Pull every line of the data below into your answer word for word, and leave the pictures out.

:: Source data

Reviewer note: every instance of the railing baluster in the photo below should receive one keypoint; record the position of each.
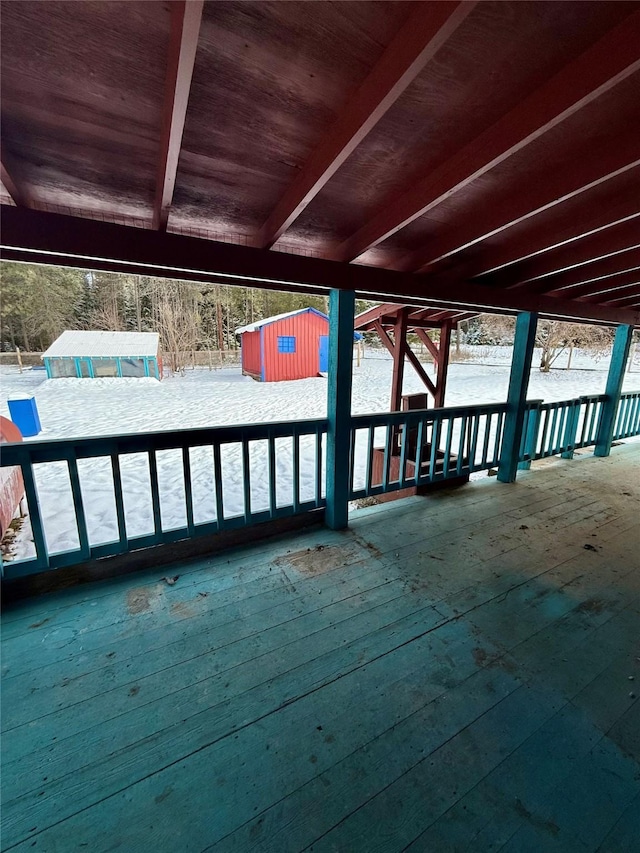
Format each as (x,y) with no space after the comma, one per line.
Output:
(419,449)
(461,443)
(188,492)
(626,431)
(553,439)
(487,436)
(246,481)
(473,446)
(435,446)
(446,463)
(387,456)
(545,430)
(217,472)
(592,422)
(635,419)
(498,439)
(296,472)
(76,492)
(369,472)
(404,442)
(353,435)
(585,422)
(37,529)
(319,467)
(117,490)
(155,493)
(271,444)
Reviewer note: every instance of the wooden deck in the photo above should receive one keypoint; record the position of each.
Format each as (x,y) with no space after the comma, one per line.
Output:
(452,673)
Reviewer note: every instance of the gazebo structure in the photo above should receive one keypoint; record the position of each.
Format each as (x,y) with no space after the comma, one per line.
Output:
(401,320)
(439,674)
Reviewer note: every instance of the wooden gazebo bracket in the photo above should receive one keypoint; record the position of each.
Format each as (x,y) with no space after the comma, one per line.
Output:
(392,323)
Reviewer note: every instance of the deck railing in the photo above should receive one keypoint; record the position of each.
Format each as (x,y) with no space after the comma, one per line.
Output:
(627,422)
(239,475)
(400,450)
(94,497)
(561,427)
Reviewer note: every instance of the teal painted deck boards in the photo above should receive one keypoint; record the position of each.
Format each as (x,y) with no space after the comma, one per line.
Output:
(450,673)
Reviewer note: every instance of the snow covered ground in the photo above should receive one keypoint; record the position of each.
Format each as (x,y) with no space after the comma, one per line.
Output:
(94,407)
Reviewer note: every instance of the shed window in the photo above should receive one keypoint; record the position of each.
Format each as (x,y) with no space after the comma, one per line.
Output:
(104,367)
(286,343)
(132,367)
(62,367)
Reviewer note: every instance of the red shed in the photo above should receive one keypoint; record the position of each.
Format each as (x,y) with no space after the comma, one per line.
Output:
(294,345)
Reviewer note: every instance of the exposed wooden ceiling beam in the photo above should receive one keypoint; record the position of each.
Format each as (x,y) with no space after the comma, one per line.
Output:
(38,237)
(585,224)
(589,169)
(623,301)
(612,59)
(427,29)
(610,296)
(584,279)
(183,44)
(18,193)
(616,240)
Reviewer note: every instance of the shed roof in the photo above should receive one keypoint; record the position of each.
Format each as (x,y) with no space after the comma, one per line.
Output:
(73,343)
(253,327)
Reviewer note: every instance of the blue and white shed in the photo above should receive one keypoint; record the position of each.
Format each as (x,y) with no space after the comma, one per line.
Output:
(89,355)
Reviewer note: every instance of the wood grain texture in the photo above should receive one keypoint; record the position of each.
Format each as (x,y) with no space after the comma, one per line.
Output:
(452,671)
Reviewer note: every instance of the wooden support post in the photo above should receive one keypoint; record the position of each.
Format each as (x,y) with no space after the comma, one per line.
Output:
(399,347)
(341,310)
(619,356)
(443,364)
(517,395)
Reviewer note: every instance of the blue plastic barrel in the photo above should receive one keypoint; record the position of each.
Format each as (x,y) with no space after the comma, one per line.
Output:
(24,414)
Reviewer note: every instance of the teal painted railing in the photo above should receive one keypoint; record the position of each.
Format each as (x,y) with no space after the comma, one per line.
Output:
(278,461)
(560,428)
(237,476)
(627,422)
(400,450)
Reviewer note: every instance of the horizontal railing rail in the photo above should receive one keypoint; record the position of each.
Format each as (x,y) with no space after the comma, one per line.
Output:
(400,450)
(627,421)
(560,427)
(234,486)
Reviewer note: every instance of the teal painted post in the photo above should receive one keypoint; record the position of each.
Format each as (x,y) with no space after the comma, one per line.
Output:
(619,356)
(341,308)
(517,395)
(531,437)
(571,429)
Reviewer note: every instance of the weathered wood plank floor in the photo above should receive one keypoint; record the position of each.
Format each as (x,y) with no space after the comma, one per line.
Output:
(452,673)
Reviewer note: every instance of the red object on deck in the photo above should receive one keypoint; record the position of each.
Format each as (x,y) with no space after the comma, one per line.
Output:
(11,483)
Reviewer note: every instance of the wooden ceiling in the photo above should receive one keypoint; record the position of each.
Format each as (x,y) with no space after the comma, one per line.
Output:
(485,154)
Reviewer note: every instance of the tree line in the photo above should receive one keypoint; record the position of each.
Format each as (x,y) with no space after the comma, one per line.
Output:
(39,303)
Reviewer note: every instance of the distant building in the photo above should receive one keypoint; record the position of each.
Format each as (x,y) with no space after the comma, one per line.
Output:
(294,345)
(89,355)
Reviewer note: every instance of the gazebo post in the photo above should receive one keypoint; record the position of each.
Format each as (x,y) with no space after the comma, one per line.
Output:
(619,356)
(341,310)
(523,346)
(399,347)
(443,364)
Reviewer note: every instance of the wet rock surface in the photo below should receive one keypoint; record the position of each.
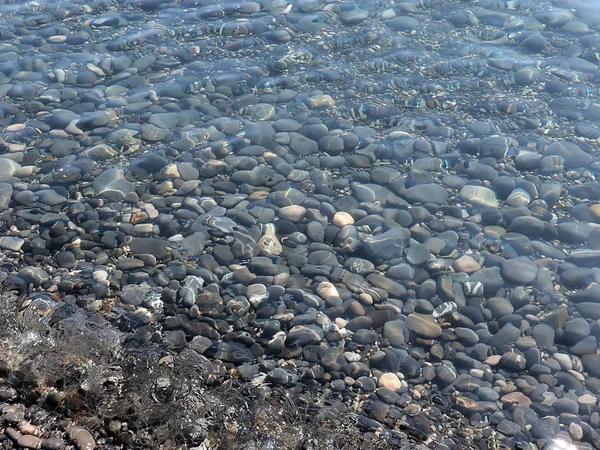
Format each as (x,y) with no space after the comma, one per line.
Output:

::::

Problem solution
Reviewer note: every instance of the railing baluster in the photo below should receive one keypoint; record the position of each.
Format each as (x,y) with no space after the comma, one per line.
Output:
(419,449)
(461,443)
(188,492)
(626,431)
(553,439)
(487,436)
(246,481)
(473,446)
(435,446)
(446,463)
(387,456)
(545,430)
(217,472)
(592,422)
(635,419)
(498,439)
(296,472)
(76,492)
(369,472)
(404,442)
(353,435)
(585,422)
(37,529)
(319,467)
(117,490)
(155,493)
(271,444)
Reviewer note: every instance of the wooden deck in the photo above should receive one keypoint; record the position of each.
Format each as (x,y) with no space after the comma, one per line.
Output:
(452,673)
Reviewer note: every instance of the gazebo structure in the photo above should receive one keypoint; record the position of each.
Format each as (x,y) with no space after the comma, one per line.
Output:
(401,320)
(439,674)
Reviewer note: every instance of the wooden gazebo bracket in the photo above should receive one keypoint; record the position of each.
Format each as (x,y) with no space after the comma, one per line.
Output:
(392,323)
Reviewer note: every instance of the deck railing in the photo above should receive one keypoint; record the position of each.
Format each as (x,y) with no space after the comma, one per line.
Output:
(627,422)
(239,475)
(400,450)
(94,497)
(561,427)
Reviewer note: every instance of the teal painted deck boards in the photo above should receive one keypoint; record the position of each.
Format each as (x,y) with no space after the comma, one per line.
Output:
(450,673)
Reviewer note: every instance of the snow covered ground in the photo above should receive one keypoint; record the position of each.
Format each as (x,y) with no space after the comma, one per line.
Output:
(94,407)
Reviewer note: every instance of the shed window in the photo above should receive one keypoint; record the position of each.
Format each as (x,y) with no space after the comma, one per line.
Output:
(104,367)
(286,343)
(132,367)
(62,367)
Reviewer note: every instance of the red shed in the photo above should receive one keypoint; record the position of each.
Format each as (x,y) with no space after the comma, one per line.
Output:
(294,345)
Reviewer note: every instance of the exposed wooden ceiling beam in the photo above should receive one keypoint; record the position of each.
Format each as (x,y) with no space after the comma, one per line.
Output:
(38,237)
(585,224)
(589,169)
(623,301)
(612,59)
(427,29)
(610,296)
(584,279)
(183,44)
(18,193)
(616,240)
Reviewer note: every instance of the shed roof in the photo above should receive one keypoint; record the position of each.
Format each as (x,y) with no space after the comma, one per line.
Output:
(73,343)
(253,327)
Reviewer note: every instance of the blue and white shed in the photo above should receive one keypoint; record the position of each.
Format each as (x,y) with no space after the comma, one per line.
Output:
(89,355)
Reviewer note: every instance of the wood grain texture in the photo above should receive one keypoint; record the position of each.
Format each as (x,y) with no space after the comma, one per line.
Output:
(452,671)
Reviewer note: every instance of the wooden support post in the photo above should receive one keypoint; record the position of each.
Format each as (x,y) with no space after the comma, one per line.
Output:
(399,347)
(341,310)
(619,356)
(443,364)
(517,395)
Reviewer note: every instance of the blue plastic barrel in the photo above should receive one keypoint; record the position of each.
Format each as (x,y) with no space after the comma, one per line.
Output:
(24,414)
Reviewer note: every instance of the teal painted railing in the photo above should receive one keypoint; record the position of each.
Format each as (x,y) with no space after the comma, one per line.
Output:
(278,461)
(560,428)
(237,476)
(627,422)
(400,450)
Reviewer note: every instance of the horizontal railing rail in the photo above should receive one keypoint; record the position of each.
Format each as (x,y) with no space after the comma, one per line.
Output:
(400,450)
(627,421)
(560,427)
(234,486)
Reviewer note: every instance of the teal painted post in the photo above should receive one keypoint; record the position of each.
Format each as (x,y) with no space after the comma, one per line.
Output:
(619,356)
(341,308)
(517,395)
(531,437)
(571,429)
Reviewer note: every instance of the weathered wood plank floor in the photo above should receive one keypoint; record the position of each.
Format each as (x,y) with no space after the comma, one per line.
Output:
(452,673)
Reviewer note: every instance of the red object on deck in the photo above should receive one keypoint; record the position of each.
Format each as (x,y) with no space after the comma, one per line.
Output:
(11,483)
Reviewer note: every instance of the wooden ceiling in the photo above should receive one keypoint; record the position of each.
Format each as (x,y) with no space after the comma, one per line.
Output:
(485,154)
Reviewer note: every instance of the tree line in the photo above should receive one keypoint; record the position of each.
Format each as (x,y) with no space after the comma, one per line.
Output:
(39,303)
Reviewer note: every instance of the distant building in the photo above should receive one keypoint; record the position of each.
Format each as (x,y) with no space after the comma, one per line.
Output:
(294,345)
(89,355)
Reviewer note: every instance of the gazebo post in the photo above should receive one keypoint; record the position of each.
Format each as (x,y) with no space after the comma, one per line.
Output:
(619,356)
(341,310)
(523,346)
(399,347)
(443,364)
Reviewer note: every instance of the wet rock surface in the photo below should receive one keypoint; record the position of each.
Format each as (x,y) with no space after the comma, one per line.
Output:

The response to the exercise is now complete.